◆ SET EXERCISE: Each entry must appear again exactly as it does in the source.

◆ SOURCE DATA:
--- --- ---
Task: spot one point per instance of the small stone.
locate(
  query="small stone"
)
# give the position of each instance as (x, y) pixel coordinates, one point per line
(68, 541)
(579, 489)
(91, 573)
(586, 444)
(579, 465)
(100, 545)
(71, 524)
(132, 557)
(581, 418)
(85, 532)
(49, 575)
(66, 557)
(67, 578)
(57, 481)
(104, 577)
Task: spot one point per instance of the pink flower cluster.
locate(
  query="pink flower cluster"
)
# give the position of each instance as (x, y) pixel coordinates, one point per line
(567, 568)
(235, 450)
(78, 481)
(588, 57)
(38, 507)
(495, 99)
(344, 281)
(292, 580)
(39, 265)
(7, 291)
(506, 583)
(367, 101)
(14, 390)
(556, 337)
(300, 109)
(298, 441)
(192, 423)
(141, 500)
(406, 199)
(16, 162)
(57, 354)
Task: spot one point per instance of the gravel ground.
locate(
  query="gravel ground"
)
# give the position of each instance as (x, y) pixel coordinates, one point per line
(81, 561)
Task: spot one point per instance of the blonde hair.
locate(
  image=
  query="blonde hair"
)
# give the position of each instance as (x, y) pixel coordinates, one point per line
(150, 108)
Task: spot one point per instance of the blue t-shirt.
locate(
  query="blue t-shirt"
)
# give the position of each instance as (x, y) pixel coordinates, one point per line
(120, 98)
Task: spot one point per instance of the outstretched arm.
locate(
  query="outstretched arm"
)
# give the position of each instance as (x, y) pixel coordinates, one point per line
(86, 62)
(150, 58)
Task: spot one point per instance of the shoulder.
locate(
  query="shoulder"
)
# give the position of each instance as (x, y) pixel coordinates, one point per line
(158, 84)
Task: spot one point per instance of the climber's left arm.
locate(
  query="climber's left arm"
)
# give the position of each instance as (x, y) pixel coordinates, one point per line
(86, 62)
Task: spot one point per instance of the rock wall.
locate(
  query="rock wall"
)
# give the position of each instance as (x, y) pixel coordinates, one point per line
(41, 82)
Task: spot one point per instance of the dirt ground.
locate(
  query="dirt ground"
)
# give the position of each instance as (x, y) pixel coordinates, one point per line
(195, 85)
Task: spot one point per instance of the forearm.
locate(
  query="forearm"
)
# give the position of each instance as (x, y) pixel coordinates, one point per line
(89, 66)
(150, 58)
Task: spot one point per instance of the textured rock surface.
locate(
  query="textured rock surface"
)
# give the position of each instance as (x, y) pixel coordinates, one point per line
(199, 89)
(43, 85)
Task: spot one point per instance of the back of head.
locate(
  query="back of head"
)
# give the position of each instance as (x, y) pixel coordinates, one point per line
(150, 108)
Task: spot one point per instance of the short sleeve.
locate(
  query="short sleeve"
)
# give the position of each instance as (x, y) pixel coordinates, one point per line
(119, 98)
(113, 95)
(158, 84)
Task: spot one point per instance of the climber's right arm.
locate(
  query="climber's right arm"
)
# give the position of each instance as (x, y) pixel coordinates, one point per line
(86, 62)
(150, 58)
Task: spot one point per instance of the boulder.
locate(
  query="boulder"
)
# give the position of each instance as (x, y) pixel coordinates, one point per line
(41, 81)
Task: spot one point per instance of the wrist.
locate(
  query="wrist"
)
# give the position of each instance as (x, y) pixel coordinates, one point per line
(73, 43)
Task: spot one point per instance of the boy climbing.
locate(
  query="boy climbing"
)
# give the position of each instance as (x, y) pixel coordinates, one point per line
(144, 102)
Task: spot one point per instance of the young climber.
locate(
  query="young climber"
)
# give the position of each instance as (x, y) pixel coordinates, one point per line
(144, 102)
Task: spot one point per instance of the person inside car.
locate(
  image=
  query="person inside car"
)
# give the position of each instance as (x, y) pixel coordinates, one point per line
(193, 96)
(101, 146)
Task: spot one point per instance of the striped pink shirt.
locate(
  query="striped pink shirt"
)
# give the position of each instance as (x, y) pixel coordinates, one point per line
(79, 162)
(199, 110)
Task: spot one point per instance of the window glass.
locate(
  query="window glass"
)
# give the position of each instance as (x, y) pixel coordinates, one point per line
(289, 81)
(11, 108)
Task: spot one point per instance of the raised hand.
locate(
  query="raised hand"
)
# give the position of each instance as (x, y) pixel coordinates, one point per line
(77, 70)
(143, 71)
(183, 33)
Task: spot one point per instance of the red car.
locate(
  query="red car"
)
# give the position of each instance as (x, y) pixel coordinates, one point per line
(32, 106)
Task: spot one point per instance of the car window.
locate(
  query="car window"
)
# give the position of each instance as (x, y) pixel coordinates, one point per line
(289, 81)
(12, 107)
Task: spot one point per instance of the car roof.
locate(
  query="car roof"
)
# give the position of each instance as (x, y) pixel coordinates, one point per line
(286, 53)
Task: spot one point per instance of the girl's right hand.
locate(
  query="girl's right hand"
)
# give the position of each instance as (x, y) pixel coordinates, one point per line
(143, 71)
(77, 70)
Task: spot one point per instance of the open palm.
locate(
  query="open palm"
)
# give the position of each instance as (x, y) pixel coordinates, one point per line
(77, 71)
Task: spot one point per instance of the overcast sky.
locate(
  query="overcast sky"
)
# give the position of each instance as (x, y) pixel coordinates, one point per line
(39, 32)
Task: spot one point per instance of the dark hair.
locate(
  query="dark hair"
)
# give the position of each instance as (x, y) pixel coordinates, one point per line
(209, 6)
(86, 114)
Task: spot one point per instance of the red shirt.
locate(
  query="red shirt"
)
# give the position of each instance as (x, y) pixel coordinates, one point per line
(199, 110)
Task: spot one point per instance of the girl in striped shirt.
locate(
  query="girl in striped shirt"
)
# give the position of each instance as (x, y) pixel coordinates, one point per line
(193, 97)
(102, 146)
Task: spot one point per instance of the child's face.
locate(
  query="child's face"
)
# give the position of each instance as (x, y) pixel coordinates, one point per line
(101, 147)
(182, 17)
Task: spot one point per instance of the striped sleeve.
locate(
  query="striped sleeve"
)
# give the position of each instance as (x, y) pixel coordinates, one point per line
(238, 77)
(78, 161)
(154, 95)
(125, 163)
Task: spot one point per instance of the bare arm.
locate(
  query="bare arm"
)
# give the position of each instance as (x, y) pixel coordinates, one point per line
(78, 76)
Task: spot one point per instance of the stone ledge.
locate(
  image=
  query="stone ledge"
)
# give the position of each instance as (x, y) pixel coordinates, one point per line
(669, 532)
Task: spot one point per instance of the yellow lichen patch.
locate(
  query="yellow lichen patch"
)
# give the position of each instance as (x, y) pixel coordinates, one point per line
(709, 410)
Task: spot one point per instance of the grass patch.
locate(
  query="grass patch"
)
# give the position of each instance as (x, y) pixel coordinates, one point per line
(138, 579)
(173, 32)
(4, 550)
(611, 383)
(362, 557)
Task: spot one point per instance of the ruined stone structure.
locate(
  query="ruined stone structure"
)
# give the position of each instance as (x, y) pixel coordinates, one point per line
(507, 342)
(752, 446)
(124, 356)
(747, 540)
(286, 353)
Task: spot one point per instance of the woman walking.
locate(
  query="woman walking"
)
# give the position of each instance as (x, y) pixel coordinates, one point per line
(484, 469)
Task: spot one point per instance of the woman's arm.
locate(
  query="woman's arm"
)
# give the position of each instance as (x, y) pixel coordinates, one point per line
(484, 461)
--- --- ---
◆ REPLY:
Task: spot one point per instance of the small stone.
locate(
  query="small stone"
)
# give the position of each instance as (x, y) pixel coordinates, one point per line
(68, 541)
(579, 489)
(91, 573)
(586, 444)
(579, 465)
(100, 545)
(71, 524)
(132, 557)
(581, 418)
(85, 532)
(49, 575)
(66, 557)
(67, 578)
(57, 481)
(104, 577)
Task: spot one point per instance of the pink flower cluster.
locate(
  query="pink flower cluster"
)
# give the position of each instance as (x, y) pixel coordinates, one point per line
(567, 568)
(235, 450)
(78, 481)
(588, 57)
(38, 507)
(495, 99)
(344, 281)
(292, 580)
(39, 265)
(7, 291)
(506, 583)
(367, 101)
(14, 390)
(556, 337)
(300, 109)
(298, 441)
(192, 423)
(141, 500)
(406, 199)
(16, 162)
(57, 354)
Task: spot one point per instance of the gravel ground.
locate(
  query="gravel ground"
)
# give the position of each instance as (x, y) pixel coordinates, one point per line
(81, 561)
Task: spot one point per instance of the blonde hair.
locate(
  image=
  query="blonde hair"
)
# give the position of each instance as (x, y) pixel coordinates, one point per line
(150, 108)
Task: spot one point per instance of the blue t-shirt.
locate(
  query="blue t-shirt"
)
# give the position of each instance as (x, y) pixel coordinates, one point per line
(120, 98)
Task: spot one point per instance of the outstretched arm.
locate(
  query="outstretched arm"
)
# give the position of each instance as (x, y) pixel coordinates, one point per line
(86, 62)
(150, 58)
Task: spot one point per instance of the shoulder.
locate(
  query="shoulder"
)
# give the position of each instance as (x, y) pixel coordinates, one point per line
(158, 84)
Task: spot one point per instance of the climber's left arm.
locate(
  query="climber's left arm"
)
# give the position of each instance as (x, y) pixel coordinates, one point per line
(86, 62)
Task: spot one point per instance of the rock wall.
locate(
  query="rock wall"
)
# give the position of each instance as (x, y) pixel coordinates, one point per line
(41, 82)
Task: spot one point per instance of the dirt ground.
locate(
  query="dirt ground"
)
# give the position of each instance as (x, y) pixel coordinates, one point per line
(195, 85)
Task: spot one point per instance of the forearm.
locate(
  query="forearm"
)
# give the position of each instance as (x, y) pixel coordinates, one point per line
(89, 66)
(150, 58)
Task: spot one point per instance of the textured rock surface.
locate(
  query="textured rock surface"
)
# give the position of each instance as (x, y) pixel coordinates, one point per line
(199, 89)
(43, 85)
Task: spot one point per instance of the back of head.
locate(
  query="back of head"
)
# give the position of each instance as (x, y) pixel coordinates, one point per line
(150, 108)
Task: spot one point per instance of the short sleeve.
locate(
  query="short sleeve"
)
# give the position of each instance as (x, y) pixel coordinates, one point per line
(119, 98)
(113, 95)
(158, 84)
Task: spot one point per instance of the climber's right arm.
locate(
  query="climber's right arm"
)
# give the position of each instance as (x, y) pixel coordinates, one point per line
(86, 62)
(150, 58)
Task: spot one point per instance of the boulder.
locate(
  query="boulder"
)
# give the position of each instance as (x, y) pixel coordinates, one point per line
(41, 81)
Task: spot one point per instance of the wrist.
locate(
  query="wrist"
)
# give the position of each instance as (x, y) pixel coordinates, one point per line
(73, 43)
Task: spot one point per instance of the boy climbing.
locate(
  query="boy climbing"
)
# give the position of each instance as (x, y) pixel coordinates, one point per line
(144, 102)
Task: spot one point per instance of the young climber.
locate(
  query="young climber"
)
# give the position of each instance as (x, y) pixel coordinates, one point per line
(144, 102)
Task: spot one point per instance of the person inside car.
locate(
  image=
  query="person inside car"
)
# give the position of each instance as (x, y) pixel coordinates, one point per line
(193, 96)
(101, 146)
Task: spot one point per instance of the striped pink shirt.
locate(
  query="striped pink shirt"
)
# give the position of each instance as (x, y) pixel coordinates, one point per line
(79, 162)
(199, 110)
Task: spot one point per instance of the window glass.
locate(
  query="window glass"
)
# give the position of each instance as (x, y) pixel coordinates, one point per line
(289, 81)
(11, 108)
Task: spot one point per instance of the raised hand.
locate(
  query="raised hand"
)
# give the position of each instance as (x, y) pixel coordinates, one point per line
(77, 70)
(143, 71)
(183, 33)
Task: spot one point per instance of the red car.
locate(
  query="red car"
)
# give the position of each instance as (x, y) pixel coordinates, one point per line
(32, 106)
Task: spot one point per instance of the car window.
locate(
  query="car window"
)
# give the position of each instance as (x, y) pixel coordinates, one point per line
(289, 81)
(12, 107)
Task: spot one point per instance of the car roof.
locate(
  query="car roof"
)
# give the position of each instance as (x, y) pixel coordinates, one point per line
(286, 53)
Task: spot one point per instance of the girl's right hand.
locate(
  query="girl's right hand"
)
# give the position of each instance as (x, y) pixel coordinates, one point per line
(143, 71)
(77, 70)
Task: spot one point per instance of the open palm.
locate(
  query="open palm"
)
# give the position of each instance as (x, y) pixel coordinates, one point per line
(77, 71)
Task: spot one point per instance of the overcast sky.
locate(
  query="overcast sky"
)
# give the position of each instance as (x, y) pixel coordinates, one point per line
(39, 32)
Task: spot one point per instance of the dark hair.
locate(
  query="dark hair"
)
# give the position of each instance as (x, y) pixel coordinates, one point per line
(209, 6)
(86, 114)
Task: spot one point per instance of the red shirt.
locate(
  query="red shirt"
)
# give the position of each instance as (x, y) pixel coordinates, one point per line
(199, 110)
Task: spot one point per instance of the girl in striped shirt.
locate(
  query="girl in striped shirt"
)
# give the position of each instance as (x, y) pixel coordinates, one point per line
(193, 97)
(102, 146)
Task: spot one point per instance of the child's face.
locate(
  query="child's face"
)
# give the position of each instance as (x, y) pixel coordinates, one point per line
(101, 147)
(182, 17)
Task: spot one point per instance of the striped sleeve.
locate(
  query="striped sleeve"
)
# give the position of each instance as (x, y) pixel coordinates, one point per line
(238, 77)
(78, 161)
(154, 95)
(125, 163)
Task: spot one point per instance of the bare arm.
locate(
  query="bare arm"
)
# give the position of each instance as (x, y) pixel coordinates, one point per line
(78, 76)
Task: spot one point per instance of the stone ledge.
locate(
  image=
  query="stone ledge"
)
# give the position of each instance as (x, y) pixel coordinates, one point per line
(669, 532)
Task: spot one point per instance of the yellow lichen patch.
locate(
  query="yellow lichen patch"
)
# give the position of each instance as (x, y) pixel coordinates, one point per line
(709, 410)
Task: spot one point per instance of the grass patch.
locate(
  query="grass patch"
)
# give the position of each instance as (x, y) pixel coordinates, one point per line
(138, 579)
(173, 32)
(4, 550)
(611, 383)
(362, 557)
Task: spot one point per instance of the ruined stone structure.
locate(
  query="ruined stone structure"
)
# give the position of each instance as (x, y) pixel coordinates, one point per line
(507, 342)
(752, 446)
(124, 356)
(747, 540)
(286, 353)
Task: spot one point per instance of the woman walking.
locate(
  query="woman walking"
)
# give the position of each instance as (x, y) pixel coordinates, one point per line
(484, 469)
Task: spot one point per instance of the woman's arm.
locate(
  query="woman's arm"
)
# give the position of each instance as (x, y) pixel coordinates, one point per line
(484, 461)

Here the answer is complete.